Tasks for this exercise
A - Decide whether each statement below agrees with the health care excerpt, and answer yes or no for each, quoting the deciding words of the text exactly: (i) Thorpe lowered his cost estimate for Bradley's plan by $142 billion; (ii) Gore's plan would cover more uninsured people than Bradley's; (iii) Mohammad N. Akhter is a professor of social medicine from the Bronx.
B - Edit the part of the health care excerpt starting at "Finley C. Campbell, a" and ending at "tips for children.", replacing "plodded" with "walked".

Excerpt
****************

Gore is promoting more modest changes including giving all children health coverage by 2005, providing prescription drugs for Medicare recipients and offering tax credits to small businesses and self-employed workers to purchase insurance.
Today, during a visit to a Washington pharmacy, Gore also promised to speed up access to cheaper generic drugs largely by curbing patent extensions on name brand prescriptions. And in a new video on his campaign Web site, Gore boldly claims his proposal is "the most dramatic step[s] toward universal access to quality health coverage."
Later, Gore reacted to Bradley's remarks, arguing that his rival's proposal would decimate Medicare and Medicaid. "He offers a flawed trillion-dollar plan that will cost the American people even more in the long run," he said in a statement.
In their back-and-forth Gore and Bradley haggled over an analysis of both plans last month by Emory University professor Kenneth Thorpe, who worked in the Clinton administration on health issues. Thorpe concluded that Bradley's plan would cost $1.2 trillion over 10 years. Today he lowered the figure by $142 billion.
Thorpe estimated that Gore would spend $312 billion to cover 12.1 million uninsured people, while Bradley's proposal would provide coverage to 15 million more. The Bradley campaign disputes Thorpe's analysis, noting that he does not factor in potential savings from modernizing many health systems.
The two camps even mocked each other's rhetoric. Bradley's "stand and fight" line today was a play on Gore's charge that the former New Jersey senator failed to "stay and fight" when Gingrich led his conservative revolution in Congress. But within hours of Bradley's speech, Gore reappropriated the phrase.
"Last month while at an event together in Iowa, I asked Senator Bradley to stand up if he wanted to have regular debates," Gore said in a statement. "Given his comments today on health care, I ask him to stand again. How about it, Bill?"
Bradley's audience today was the American Public Health Association, a largely liberal group whose leaders want a plan even bigger than his. Some argued for medical insurance for homeless people, and for illegal aliens. Victor A. Sidel, professor of social medicine from the Bronx, N.Y., wore a button saying, "We Want F.D.R. Again."
Many in the audience of doctors, nurses and other public health workers strongly favor a single-payer national health insurance program, which would amount to a complete reconfiguring of the nation's medical system.
Afterward, the group's executive director, Mohammad N. Akhter, called Bradley's plan "the very best we have seen from a politician, but we need to go beyond this."
Finley C. Campbell, a Chicago minister, said "Brother Bradley" was making a fine start. "The idea of the perfect candidate is over," Campbell said. "We must educate the candidates."
Bradley said health care must be considered broadly, to include anti-smoking programs, gun registration and better nutrition. "We have to move the whole debate to health from disease," he said as he plodded toward the exit, surrounded by supporters. Nearby, dressed in fuzzy yellow, the 7-foot Henry the Hand, Champion Hand Washer, was handing out tips for children.
Connolly reported from Washington.
CAPTION: Bill Bradley addresses health convention in Chicago. He said Vice President Gore had abandoned a Democratic principle of "basic health care for all Americans."

****************

Entries provided
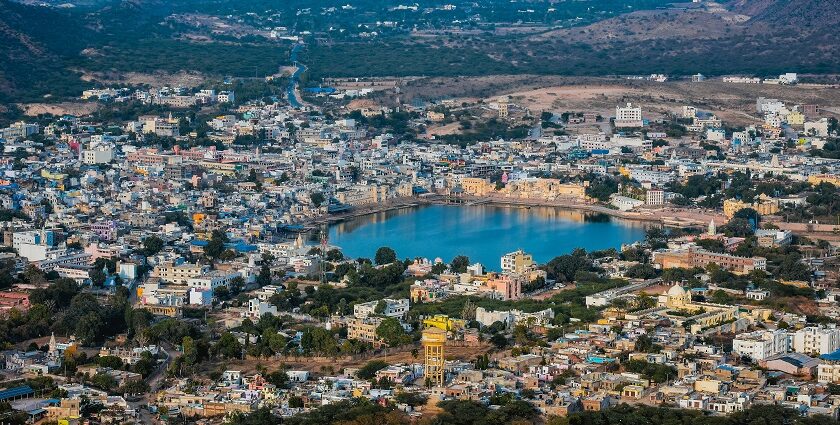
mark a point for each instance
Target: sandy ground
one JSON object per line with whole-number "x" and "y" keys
{"x": 157, "y": 79}
{"x": 733, "y": 103}
{"x": 69, "y": 108}
{"x": 304, "y": 363}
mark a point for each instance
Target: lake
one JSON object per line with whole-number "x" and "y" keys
{"x": 482, "y": 232}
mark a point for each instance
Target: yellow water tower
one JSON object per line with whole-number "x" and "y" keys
{"x": 503, "y": 102}
{"x": 433, "y": 341}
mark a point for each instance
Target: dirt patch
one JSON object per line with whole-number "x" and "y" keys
{"x": 156, "y": 79}
{"x": 65, "y": 108}
{"x": 314, "y": 365}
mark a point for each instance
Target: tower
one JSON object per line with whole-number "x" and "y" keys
{"x": 503, "y": 107}
{"x": 433, "y": 341}
{"x": 323, "y": 265}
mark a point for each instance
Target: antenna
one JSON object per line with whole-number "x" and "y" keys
{"x": 325, "y": 235}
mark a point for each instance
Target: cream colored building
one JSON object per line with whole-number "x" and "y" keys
{"x": 180, "y": 274}
{"x": 765, "y": 205}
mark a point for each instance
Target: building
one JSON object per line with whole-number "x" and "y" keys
{"x": 364, "y": 329}
{"x": 504, "y": 104}
{"x": 655, "y": 197}
{"x": 257, "y": 308}
{"x": 99, "y": 154}
{"x": 180, "y": 274}
{"x": 772, "y": 238}
{"x": 765, "y": 205}
{"x": 505, "y": 287}
{"x": 34, "y": 245}
{"x": 760, "y": 345}
{"x": 518, "y": 262}
{"x": 697, "y": 257}
{"x": 628, "y": 116}
{"x": 434, "y": 340}
{"x": 396, "y": 308}
{"x": 816, "y": 340}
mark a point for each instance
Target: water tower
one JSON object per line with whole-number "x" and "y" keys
{"x": 433, "y": 341}
{"x": 503, "y": 106}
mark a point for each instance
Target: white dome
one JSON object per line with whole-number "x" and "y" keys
{"x": 676, "y": 291}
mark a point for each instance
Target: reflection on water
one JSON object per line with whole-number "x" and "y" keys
{"x": 482, "y": 232}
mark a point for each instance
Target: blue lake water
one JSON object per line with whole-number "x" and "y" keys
{"x": 482, "y": 232}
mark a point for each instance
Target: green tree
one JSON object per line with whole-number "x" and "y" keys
{"x": 228, "y": 346}
{"x": 391, "y": 331}
{"x": 460, "y": 263}
{"x": 385, "y": 255}
{"x": 216, "y": 246}
{"x": 368, "y": 371}
{"x": 152, "y": 245}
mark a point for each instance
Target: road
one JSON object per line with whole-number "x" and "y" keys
{"x": 141, "y": 405}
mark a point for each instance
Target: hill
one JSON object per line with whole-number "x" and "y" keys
{"x": 36, "y": 43}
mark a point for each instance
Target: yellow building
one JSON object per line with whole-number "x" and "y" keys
{"x": 518, "y": 261}
{"x": 443, "y": 322}
{"x": 824, "y": 178}
{"x": 433, "y": 341}
{"x": 707, "y": 386}
{"x": 765, "y": 205}
{"x": 676, "y": 301}
{"x": 796, "y": 118}
{"x": 476, "y": 186}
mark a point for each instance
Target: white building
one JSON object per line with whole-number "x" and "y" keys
{"x": 828, "y": 372}
{"x": 34, "y": 245}
{"x": 760, "y": 345}
{"x": 213, "y": 279}
{"x": 396, "y": 308}
{"x": 628, "y": 116}
{"x": 99, "y": 154}
{"x": 257, "y": 308}
{"x": 655, "y": 197}
{"x": 816, "y": 339}
{"x": 624, "y": 203}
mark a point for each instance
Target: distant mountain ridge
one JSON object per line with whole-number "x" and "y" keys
{"x": 35, "y": 42}
{"x": 805, "y": 15}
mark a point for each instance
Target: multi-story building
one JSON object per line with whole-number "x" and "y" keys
{"x": 180, "y": 274}
{"x": 697, "y": 257}
{"x": 517, "y": 262}
{"x": 628, "y": 116}
{"x": 363, "y": 329}
{"x": 34, "y": 245}
{"x": 760, "y": 345}
{"x": 396, "y": 308}
{"x": 764, "y": 206}
{"x": 816, "y": 340}
{"x": 655, "y": 197}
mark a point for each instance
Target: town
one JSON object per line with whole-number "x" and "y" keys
{"x": 168, "y": 259}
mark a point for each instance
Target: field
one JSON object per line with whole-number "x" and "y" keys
{"x": 315, "y": 364}
{"x": 734, "y": 103}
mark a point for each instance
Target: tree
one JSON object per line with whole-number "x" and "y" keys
{"x": 334, "y": 255}
{"x": 385, "y": 255}
{"x": 190, "y": 351}
{"x": 278, "y": 378}
{"x": 370, "y": 368}
{"x": 738, "y": 227}
{"x": 89, "y": 328}
{"x": 317, "y": 198}
{"x": 459, "y": 264}
{"x": 228, "y": 346}
{"x": 216, "y": 246}
{"x": 103, "y": 381}
{"x": 152, "y": 245}
{"x": 391, "y": 331}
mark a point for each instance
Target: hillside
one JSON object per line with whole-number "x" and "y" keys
{"x": 36, "y": 42}
{"x": 809, "y": 16}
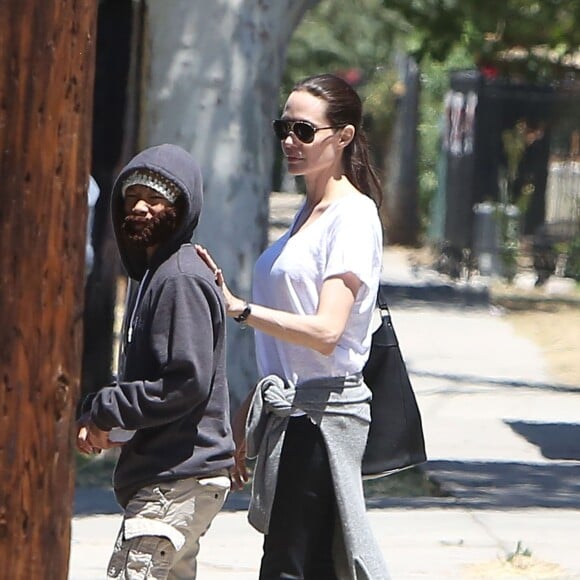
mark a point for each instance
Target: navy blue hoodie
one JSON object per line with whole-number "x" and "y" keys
{"x": 173, "y": 389}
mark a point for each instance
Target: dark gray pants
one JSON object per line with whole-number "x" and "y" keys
{"x": 299, "y": 541}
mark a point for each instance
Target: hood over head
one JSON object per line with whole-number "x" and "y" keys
{"x": 176, "y": 165}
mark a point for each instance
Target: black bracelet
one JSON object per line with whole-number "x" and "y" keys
{"x": 244, "y": 314}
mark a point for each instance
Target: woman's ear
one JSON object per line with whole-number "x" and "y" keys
{"x": 346, "y": 135}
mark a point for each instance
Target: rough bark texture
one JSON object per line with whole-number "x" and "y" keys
{"x": 46, "y": 69}
{"x": 211, "y": 84}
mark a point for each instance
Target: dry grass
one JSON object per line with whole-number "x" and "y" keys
{"x": 557, "y": 332}
{"x": 518, "y": 567}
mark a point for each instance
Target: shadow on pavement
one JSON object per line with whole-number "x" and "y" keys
{"x": 559, "y": 441}
{"x": 508, "y": 485}
{"x": 465, "y": 379}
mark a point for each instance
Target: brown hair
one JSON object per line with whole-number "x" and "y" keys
{"x": 344, "y": 107}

****************

Exercise solutions
A -
(i) Yes: "Today he lowered the figure by $142 billion."
(ii) No: "Bradley's proposal would provide coverage to 15 million more."
(iii) No: "Victor A. Sidel, professor of social medicine from the Bronx, N.Y."

B -
Finley C. Campbell, a Chicago minister, said "Brother Bradley" was making a fine start. "The idea of the perfect candidate is over," Campbell said. "We must educate the candidates."
Bradley said health care must be considered broadly, to include anti-smoking programs, gun registration and better nutrition. "We have to move the whole debate to health from disease," he said as he walked toward the exit, surrounded by supporters. Nearby, dressed in fuzzy yellow, the 7-foot Henry the Hand, Champion Hand Washer, was handing out tips for children.